==== MATERIAL SHOWN
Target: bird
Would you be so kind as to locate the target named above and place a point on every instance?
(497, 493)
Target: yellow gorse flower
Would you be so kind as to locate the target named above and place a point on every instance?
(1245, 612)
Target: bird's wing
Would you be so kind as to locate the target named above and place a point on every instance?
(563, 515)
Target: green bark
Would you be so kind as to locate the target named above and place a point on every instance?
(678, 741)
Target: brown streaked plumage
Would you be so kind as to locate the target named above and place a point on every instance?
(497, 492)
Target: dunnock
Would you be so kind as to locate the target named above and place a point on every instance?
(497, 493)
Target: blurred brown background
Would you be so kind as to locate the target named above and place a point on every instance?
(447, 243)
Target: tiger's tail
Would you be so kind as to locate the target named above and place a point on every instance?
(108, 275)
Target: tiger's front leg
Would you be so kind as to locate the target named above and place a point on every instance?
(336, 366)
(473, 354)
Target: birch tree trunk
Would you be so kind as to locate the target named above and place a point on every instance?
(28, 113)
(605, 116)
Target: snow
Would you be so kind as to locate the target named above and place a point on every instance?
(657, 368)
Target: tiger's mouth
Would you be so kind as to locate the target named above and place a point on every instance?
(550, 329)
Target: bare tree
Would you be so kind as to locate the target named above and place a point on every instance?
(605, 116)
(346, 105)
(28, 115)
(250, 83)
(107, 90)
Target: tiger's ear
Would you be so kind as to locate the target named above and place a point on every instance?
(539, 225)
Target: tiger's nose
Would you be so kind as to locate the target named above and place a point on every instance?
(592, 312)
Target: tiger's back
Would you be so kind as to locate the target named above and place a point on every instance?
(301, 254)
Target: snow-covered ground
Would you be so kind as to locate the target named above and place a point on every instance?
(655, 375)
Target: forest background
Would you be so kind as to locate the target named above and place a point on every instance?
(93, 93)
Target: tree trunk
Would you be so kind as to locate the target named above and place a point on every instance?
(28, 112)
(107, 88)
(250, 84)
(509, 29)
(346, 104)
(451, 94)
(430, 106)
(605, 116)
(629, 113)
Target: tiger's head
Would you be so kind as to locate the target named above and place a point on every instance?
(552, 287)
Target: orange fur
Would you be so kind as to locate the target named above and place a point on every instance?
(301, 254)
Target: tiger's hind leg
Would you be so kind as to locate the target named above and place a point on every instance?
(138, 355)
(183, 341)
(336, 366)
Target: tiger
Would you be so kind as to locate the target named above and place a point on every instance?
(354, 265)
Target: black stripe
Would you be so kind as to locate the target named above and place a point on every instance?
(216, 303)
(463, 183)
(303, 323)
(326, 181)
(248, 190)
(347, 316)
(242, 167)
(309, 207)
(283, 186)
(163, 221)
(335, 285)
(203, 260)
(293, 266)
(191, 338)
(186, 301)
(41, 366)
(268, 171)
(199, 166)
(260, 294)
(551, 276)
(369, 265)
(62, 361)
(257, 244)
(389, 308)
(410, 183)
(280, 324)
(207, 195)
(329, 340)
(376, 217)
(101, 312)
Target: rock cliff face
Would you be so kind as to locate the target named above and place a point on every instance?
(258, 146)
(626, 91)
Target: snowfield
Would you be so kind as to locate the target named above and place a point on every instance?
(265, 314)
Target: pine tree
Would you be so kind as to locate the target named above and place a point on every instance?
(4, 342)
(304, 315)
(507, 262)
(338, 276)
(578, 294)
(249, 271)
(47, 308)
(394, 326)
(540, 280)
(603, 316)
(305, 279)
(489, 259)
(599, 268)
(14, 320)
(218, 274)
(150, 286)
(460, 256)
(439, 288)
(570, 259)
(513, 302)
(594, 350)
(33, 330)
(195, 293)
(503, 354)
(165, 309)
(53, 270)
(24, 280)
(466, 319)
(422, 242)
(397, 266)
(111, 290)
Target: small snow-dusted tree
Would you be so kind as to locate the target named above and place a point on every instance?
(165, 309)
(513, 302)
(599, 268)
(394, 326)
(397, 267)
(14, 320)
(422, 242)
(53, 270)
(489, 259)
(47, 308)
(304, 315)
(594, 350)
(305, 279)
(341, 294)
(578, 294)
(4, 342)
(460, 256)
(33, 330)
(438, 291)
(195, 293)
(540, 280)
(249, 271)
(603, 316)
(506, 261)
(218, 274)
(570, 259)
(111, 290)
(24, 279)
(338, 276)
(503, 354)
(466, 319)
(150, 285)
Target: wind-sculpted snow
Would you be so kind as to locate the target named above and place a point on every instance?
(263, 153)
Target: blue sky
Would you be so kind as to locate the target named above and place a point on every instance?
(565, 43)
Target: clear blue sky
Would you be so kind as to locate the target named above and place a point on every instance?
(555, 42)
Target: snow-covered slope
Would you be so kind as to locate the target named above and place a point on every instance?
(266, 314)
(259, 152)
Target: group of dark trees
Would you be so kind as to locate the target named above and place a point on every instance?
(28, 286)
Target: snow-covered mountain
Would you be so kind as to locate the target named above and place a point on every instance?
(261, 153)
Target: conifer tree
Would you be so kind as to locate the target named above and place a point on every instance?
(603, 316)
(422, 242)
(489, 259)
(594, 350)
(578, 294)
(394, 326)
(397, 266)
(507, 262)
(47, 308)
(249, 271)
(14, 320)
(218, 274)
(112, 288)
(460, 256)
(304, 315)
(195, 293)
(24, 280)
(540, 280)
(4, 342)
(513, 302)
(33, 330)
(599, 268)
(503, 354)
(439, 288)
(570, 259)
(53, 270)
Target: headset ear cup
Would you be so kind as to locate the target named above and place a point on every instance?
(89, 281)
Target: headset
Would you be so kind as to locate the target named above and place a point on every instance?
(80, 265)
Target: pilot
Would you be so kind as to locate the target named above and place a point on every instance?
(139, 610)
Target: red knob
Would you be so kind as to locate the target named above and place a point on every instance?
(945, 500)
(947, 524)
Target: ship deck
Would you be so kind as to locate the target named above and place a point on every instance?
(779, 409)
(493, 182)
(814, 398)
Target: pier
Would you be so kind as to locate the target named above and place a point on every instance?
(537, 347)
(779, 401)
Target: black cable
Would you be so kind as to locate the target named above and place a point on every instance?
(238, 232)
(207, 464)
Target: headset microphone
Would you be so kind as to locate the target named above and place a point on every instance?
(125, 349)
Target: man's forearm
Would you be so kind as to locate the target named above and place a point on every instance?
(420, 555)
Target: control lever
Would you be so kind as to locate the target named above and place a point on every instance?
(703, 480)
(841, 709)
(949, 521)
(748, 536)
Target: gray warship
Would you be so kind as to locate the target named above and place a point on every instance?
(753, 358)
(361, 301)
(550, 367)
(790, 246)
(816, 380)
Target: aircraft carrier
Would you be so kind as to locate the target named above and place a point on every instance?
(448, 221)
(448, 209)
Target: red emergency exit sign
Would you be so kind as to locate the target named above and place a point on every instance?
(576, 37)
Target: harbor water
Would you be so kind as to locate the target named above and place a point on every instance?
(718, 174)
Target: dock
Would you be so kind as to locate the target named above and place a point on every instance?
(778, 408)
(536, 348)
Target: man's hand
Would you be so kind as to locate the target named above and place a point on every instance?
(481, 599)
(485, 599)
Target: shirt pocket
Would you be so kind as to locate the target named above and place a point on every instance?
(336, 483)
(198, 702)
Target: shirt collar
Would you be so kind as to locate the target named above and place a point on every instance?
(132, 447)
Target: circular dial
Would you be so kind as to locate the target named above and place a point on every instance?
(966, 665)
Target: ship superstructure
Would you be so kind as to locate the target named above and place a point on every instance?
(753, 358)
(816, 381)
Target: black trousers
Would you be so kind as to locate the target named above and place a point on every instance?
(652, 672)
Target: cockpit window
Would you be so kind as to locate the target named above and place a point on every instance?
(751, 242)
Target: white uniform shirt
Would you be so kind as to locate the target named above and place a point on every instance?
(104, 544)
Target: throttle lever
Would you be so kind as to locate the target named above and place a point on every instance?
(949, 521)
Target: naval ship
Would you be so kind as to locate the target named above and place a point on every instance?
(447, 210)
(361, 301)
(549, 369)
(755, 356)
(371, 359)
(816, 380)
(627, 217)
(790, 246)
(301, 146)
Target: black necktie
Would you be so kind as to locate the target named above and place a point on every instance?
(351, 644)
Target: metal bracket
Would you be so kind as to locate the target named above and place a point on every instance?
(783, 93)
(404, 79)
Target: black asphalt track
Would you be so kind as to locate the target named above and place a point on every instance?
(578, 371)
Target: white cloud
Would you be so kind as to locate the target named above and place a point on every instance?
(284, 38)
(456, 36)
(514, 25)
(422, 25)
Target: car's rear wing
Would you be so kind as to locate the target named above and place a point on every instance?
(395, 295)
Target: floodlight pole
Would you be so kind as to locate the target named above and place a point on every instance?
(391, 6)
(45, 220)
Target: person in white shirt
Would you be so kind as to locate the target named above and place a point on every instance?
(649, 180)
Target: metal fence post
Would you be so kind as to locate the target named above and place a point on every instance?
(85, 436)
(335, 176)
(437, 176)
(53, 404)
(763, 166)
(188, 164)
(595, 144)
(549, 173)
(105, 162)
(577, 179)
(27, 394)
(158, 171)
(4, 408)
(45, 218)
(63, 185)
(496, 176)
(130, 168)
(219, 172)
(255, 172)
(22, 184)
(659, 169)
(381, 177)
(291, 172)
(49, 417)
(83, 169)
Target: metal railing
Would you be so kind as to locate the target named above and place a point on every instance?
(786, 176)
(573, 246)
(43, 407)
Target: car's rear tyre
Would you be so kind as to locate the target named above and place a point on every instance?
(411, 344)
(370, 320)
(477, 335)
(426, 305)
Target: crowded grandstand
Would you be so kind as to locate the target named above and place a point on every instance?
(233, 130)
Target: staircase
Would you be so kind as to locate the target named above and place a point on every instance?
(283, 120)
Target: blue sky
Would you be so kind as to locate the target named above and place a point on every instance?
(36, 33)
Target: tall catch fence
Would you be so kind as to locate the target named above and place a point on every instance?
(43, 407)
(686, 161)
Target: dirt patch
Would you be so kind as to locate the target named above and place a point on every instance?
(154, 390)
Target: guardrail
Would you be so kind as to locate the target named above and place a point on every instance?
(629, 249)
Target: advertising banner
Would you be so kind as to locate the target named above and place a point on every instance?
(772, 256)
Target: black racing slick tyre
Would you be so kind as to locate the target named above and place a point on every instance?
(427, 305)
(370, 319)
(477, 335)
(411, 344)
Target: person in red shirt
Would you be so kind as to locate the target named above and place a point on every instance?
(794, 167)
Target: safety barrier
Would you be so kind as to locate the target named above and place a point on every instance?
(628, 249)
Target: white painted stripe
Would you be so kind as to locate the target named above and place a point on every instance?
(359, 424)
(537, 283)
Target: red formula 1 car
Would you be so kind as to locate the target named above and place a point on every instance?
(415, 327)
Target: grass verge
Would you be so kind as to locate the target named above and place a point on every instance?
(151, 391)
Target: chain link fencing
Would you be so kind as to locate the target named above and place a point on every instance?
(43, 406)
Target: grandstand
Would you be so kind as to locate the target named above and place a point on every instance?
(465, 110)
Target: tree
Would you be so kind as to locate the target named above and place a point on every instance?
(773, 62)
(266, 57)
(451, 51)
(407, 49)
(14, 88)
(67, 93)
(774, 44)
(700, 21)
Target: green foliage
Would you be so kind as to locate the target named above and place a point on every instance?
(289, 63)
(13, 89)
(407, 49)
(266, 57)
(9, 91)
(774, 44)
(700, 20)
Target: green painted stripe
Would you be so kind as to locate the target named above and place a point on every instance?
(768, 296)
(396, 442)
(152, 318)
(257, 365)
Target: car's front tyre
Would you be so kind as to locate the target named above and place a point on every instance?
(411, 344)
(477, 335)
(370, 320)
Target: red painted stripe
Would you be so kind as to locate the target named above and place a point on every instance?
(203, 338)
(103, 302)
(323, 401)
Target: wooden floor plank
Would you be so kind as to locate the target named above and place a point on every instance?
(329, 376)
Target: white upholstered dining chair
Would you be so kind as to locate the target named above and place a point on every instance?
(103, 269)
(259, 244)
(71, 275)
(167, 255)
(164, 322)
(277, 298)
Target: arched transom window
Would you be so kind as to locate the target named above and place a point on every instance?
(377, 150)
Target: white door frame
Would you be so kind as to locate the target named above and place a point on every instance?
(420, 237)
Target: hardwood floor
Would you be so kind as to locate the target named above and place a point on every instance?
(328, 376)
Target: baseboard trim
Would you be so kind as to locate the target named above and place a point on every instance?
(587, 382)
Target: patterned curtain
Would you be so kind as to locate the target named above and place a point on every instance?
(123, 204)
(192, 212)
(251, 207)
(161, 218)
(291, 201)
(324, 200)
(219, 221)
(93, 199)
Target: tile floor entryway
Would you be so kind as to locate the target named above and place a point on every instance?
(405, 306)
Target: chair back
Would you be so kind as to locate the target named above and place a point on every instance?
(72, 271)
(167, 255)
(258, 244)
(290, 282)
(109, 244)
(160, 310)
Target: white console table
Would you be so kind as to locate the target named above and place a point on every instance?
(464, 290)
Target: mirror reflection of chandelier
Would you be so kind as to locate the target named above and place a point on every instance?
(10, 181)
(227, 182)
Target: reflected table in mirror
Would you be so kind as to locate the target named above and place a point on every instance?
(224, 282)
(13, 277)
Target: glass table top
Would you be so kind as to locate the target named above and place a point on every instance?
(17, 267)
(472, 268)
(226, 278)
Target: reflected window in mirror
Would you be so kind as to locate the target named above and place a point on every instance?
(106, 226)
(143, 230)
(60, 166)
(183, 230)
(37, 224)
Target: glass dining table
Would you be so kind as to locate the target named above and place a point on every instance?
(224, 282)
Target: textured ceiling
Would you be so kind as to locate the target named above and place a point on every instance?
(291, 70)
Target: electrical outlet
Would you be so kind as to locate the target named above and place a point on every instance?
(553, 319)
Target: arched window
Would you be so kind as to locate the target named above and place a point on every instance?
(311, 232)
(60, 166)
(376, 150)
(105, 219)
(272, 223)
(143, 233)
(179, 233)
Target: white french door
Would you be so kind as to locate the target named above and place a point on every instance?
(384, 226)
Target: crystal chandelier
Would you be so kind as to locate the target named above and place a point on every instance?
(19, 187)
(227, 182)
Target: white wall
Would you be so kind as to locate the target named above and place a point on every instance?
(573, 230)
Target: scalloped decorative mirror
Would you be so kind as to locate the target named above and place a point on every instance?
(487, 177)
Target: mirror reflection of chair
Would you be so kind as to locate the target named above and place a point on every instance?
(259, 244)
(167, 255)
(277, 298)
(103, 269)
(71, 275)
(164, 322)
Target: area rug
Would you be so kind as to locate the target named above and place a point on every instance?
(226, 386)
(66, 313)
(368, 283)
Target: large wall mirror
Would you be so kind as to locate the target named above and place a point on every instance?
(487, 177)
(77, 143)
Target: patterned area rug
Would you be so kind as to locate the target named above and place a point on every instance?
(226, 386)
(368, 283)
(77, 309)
========
§ **WHAT IS NEEDED**:
Every line from the one containing "Target: scalloped decorative mirror" through the end of the entries above must be echoed exactly, with both ends kept.

§ **CORRECT RESULT**:
Target: scalloped decorative mirror
Would you be so kind as to locate the target named above and place a point on every instance?
(487, 177)
Target: mirror reflection of chair
Would you be so kind as to locate the target named above and place a point on every instance?
(259, 244)
(167, 255)
(277, 298)
(103, 269)
(71, 275)
(164, 322)
Target: area rug
Would you be so kind as to locate the target named above and place a point on every instance?
(226, 386)
(66, 313)
(368, 283)
Target: large wall mirror
Would you be so kind as to locate the target named above and place a point on every instance?
(487, 177)
(77, 143)
Target: patterned area rug
Would you be so kind as to locate the target named above and place a point on every instance?
(226, 386)
(368, 283)
(77, 309)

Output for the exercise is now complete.